On September 9, 2010, the U.S. Census Bureau will release its "official" poverty estimates for 2009. But those data will provide only a partial view of poverty in the U.S., because official data currently ignore billions of dollars in government assistance meant to alleviate poverty, as well as other resources millions of families have available.
To better understand both the true depth of poverty in the U.S. and the effectiveness of taxpayer-funded benefits meant to reduce it, U.S. Rep. John Linder (R-GA) has introduced H.R. 5891, the "Poverty Measurement Improvement Act." In making poverty determinations, this legislation would direct the Census Bureau to count as income all taxpayer-funded benefits low-income families receive, among other resources.
"2009 saw a record amount of government anti-poverty benefits, but also a record amount not counted in determining poverty in America," Linder said.
"My bill counts all taxpayer-funded benefits as income, as well as personal resources like home equity. This will provide a clearer picture of the real resources families have available to make ends meet, and how many are truly poor. The simple fact is anti-poverty benefits taxpayers provide, as well as personal resources millions of families have to help them make ends meet, should be counted in determining whether a family is poor or not."

*List of tasks*
1. Answer these from the passage on Linder's poverty measurement bill:
(a) On what date is the Census Bureau to release its official poverty estimates for 2009?
(b) What name is given to H.R. 5891?
(c) Which personal resource does Linder name as counted by his bill?
2. Extend the passage on Linder's poverty measurement bill, picking up after its final paragraph.

*Recorded information*
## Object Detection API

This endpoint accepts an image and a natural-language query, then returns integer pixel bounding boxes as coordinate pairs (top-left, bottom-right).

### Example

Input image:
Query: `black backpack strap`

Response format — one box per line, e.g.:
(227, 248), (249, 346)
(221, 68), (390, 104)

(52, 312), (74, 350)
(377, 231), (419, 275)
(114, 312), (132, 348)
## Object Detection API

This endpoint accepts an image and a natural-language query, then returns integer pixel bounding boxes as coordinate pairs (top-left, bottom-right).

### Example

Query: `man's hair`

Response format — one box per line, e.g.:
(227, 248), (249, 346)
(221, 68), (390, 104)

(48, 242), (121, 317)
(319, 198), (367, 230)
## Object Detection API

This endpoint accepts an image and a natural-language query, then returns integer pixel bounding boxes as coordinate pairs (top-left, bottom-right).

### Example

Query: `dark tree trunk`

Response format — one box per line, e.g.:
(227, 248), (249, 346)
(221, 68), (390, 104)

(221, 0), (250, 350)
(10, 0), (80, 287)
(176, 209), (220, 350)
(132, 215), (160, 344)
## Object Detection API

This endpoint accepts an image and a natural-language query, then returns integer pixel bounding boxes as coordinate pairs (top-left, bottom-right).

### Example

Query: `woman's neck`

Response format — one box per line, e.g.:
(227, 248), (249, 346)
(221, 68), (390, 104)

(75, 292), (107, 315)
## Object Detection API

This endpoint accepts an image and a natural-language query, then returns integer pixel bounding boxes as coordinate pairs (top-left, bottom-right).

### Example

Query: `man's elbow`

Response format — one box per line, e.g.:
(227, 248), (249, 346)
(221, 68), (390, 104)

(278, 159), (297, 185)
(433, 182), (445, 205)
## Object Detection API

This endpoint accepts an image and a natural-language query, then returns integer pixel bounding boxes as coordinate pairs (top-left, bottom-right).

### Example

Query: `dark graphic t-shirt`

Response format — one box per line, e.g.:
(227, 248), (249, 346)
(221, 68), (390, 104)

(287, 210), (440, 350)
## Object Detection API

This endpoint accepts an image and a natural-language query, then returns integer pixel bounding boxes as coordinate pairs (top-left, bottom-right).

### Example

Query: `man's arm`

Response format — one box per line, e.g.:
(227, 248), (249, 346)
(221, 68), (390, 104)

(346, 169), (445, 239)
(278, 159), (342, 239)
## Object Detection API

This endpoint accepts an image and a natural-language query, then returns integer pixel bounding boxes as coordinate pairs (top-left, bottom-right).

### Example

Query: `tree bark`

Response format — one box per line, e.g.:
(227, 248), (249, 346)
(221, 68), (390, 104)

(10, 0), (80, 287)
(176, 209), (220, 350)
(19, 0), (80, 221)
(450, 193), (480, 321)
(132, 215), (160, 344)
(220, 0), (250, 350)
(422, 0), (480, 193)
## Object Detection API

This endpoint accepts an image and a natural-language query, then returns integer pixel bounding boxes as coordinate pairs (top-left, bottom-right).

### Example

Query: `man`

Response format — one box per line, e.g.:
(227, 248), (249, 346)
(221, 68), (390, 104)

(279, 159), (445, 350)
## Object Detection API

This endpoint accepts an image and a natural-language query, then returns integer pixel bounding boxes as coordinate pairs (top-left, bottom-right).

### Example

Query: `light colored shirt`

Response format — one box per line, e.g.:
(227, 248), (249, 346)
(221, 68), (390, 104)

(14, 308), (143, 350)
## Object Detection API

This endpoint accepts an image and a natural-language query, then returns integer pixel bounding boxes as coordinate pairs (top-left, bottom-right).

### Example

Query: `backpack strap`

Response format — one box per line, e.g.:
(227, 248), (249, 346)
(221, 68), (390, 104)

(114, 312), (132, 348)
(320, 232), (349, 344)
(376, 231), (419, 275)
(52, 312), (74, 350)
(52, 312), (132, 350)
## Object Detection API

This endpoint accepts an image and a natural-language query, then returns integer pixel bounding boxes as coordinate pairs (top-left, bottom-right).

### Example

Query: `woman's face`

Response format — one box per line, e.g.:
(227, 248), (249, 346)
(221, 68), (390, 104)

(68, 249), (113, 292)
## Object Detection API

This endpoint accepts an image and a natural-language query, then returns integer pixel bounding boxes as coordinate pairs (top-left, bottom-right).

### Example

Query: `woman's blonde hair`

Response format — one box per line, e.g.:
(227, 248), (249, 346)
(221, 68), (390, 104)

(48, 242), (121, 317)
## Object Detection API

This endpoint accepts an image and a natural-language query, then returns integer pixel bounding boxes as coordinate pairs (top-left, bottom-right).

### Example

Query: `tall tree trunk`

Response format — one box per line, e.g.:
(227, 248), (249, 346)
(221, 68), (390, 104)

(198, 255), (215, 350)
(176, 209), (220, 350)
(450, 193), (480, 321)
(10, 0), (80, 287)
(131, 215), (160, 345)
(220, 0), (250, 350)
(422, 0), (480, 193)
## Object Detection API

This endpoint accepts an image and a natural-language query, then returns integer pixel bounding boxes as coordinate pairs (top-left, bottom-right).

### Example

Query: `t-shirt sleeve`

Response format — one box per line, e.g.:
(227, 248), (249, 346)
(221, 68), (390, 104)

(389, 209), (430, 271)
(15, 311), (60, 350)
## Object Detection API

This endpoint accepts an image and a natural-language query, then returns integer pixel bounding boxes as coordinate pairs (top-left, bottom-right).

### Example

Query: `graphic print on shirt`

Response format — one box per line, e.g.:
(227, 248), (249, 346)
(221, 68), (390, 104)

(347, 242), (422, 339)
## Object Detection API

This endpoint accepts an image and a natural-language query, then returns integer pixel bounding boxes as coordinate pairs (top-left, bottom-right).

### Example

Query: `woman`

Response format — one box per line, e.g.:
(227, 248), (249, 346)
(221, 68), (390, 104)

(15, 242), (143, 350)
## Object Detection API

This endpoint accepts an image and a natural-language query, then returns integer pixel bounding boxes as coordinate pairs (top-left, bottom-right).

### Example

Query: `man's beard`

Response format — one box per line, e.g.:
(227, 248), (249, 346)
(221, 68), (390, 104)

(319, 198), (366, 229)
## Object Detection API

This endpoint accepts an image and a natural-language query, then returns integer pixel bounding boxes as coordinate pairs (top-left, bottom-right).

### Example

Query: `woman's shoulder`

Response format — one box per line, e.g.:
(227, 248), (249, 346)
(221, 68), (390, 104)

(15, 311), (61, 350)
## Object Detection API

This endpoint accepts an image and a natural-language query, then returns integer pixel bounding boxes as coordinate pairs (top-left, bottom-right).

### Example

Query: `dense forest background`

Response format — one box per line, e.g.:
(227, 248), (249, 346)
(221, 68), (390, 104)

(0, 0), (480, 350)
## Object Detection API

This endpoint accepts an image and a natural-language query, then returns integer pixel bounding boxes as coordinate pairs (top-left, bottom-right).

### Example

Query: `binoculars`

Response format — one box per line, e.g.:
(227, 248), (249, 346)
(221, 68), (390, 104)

*Activity answers*
1.
(a) September 9, 2010
(b) The "Poverty Measurement Improvement Act"
(c) Home equity

2.
A pre-recession analysis of government spending found that nearly six times as many government anti-poverty benefit dollars were not counted as income, compared to those that were counted when determining whether a family is poor. The gap is likely to have grown since then. According to data compiled by the Congressional Research Service, benefits such as Medicaid, the Medicare Low Income Subsidy, Food Stamps, and Section 8 housing are not counted as income for the purposes of determining poverty. Linder's bill would update the definition of income used to determine the poverty rate to include the value of those benefits, as well as the Earned Income Tax Credit and related refundable tax credits. The calculation would also include the imputed value of home equity. In short, Linder's bill directs the Census Bureau to calculate the "official" poverty rate based on what it defines as "disposable income" instead of the current more limited "money income" concept. The Census Bureau describes disposable income as "the net income households have available to meet living expenses."